What to produce: Please print the whole listing below line for line with no changes, leaving out the pictures.

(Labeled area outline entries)
----

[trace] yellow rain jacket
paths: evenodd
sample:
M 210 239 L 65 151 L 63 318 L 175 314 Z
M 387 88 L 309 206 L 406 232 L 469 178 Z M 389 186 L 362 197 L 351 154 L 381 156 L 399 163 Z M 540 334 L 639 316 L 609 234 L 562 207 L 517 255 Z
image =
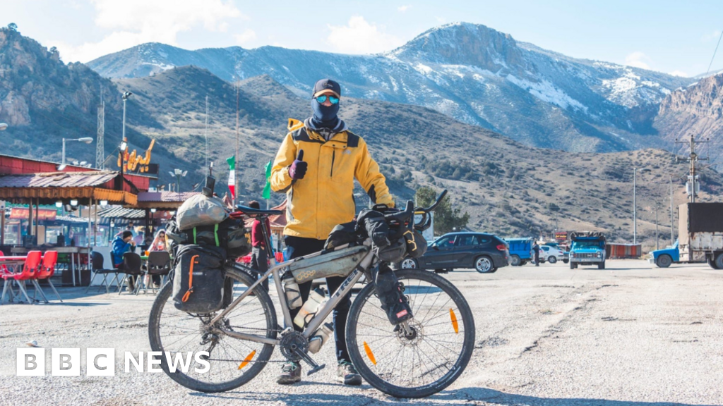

----

Exercise solution:
[trace] yellow rain jacket
paths: evenodd
sample:
M 210 239 L 65 151 L 63 318 L 175 314 Z
M 387 88 L 309 206 L 406 232 L 469 178 Z M 389 186 L 362 197 L 351 154 L 381 156 L 399 163 Z M 540 334 L 639 316 L 609 234 L 562 207 L 517 255 Z
image =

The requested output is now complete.